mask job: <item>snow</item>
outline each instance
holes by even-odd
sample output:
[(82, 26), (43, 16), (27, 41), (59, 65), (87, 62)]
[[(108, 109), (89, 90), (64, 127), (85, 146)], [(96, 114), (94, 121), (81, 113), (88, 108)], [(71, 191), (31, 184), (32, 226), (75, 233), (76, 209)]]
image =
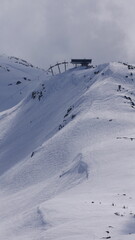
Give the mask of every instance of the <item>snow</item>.
[(134, 240), (135, 68), (0, 66), (0, 239)]

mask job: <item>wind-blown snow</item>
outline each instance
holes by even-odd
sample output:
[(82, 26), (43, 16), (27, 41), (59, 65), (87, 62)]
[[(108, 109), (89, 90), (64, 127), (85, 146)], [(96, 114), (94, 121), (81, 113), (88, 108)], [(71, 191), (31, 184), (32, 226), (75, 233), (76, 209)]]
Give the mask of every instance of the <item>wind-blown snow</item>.
[(135, 67), (0, 57), (0, 239), (135, 238)]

TASK GOAL => What you produce should repeat the data word for word while omitting all images.

ANSWER BELOW =>
mask job: <item>snow</item>
outline each instance
holes by even-odd
sample output:
[(82, 26), (43, 16), (27, 41), (59, 65), (87, 62)]
[[(108, 109), (89, 90), (64, 127), (85, 146)], [(96, 114), (94, 121), (81, 113), (88, 108)], [(71, 191), (31, 184), (32, 226), (75, 233), (76, 209)]]
image =
Give the mask of every instance of the <item>snow</item>.
[(134, 240), (135, 68), (0, 66), (0, 239)]

mask job: <item>wind-blown snow</item>
outline each instance
holes by even-odd
sample output:
[(82, 26), (43, 16), (27, 41), (59, 65), (87, 62)]
[[(108, 109), (89, 90), (64, 127), (85, 146)], [(96, 114), (94, 121), (81, 113), (88, 108)], [(71, 191), (31, 184), (32, 226), (75, 233), (76, 209)]]
Give the mask of every instance of the <item>wind-blown snow</item>.
[(135, 67), (0, 57), (0, 239), (135, 238)]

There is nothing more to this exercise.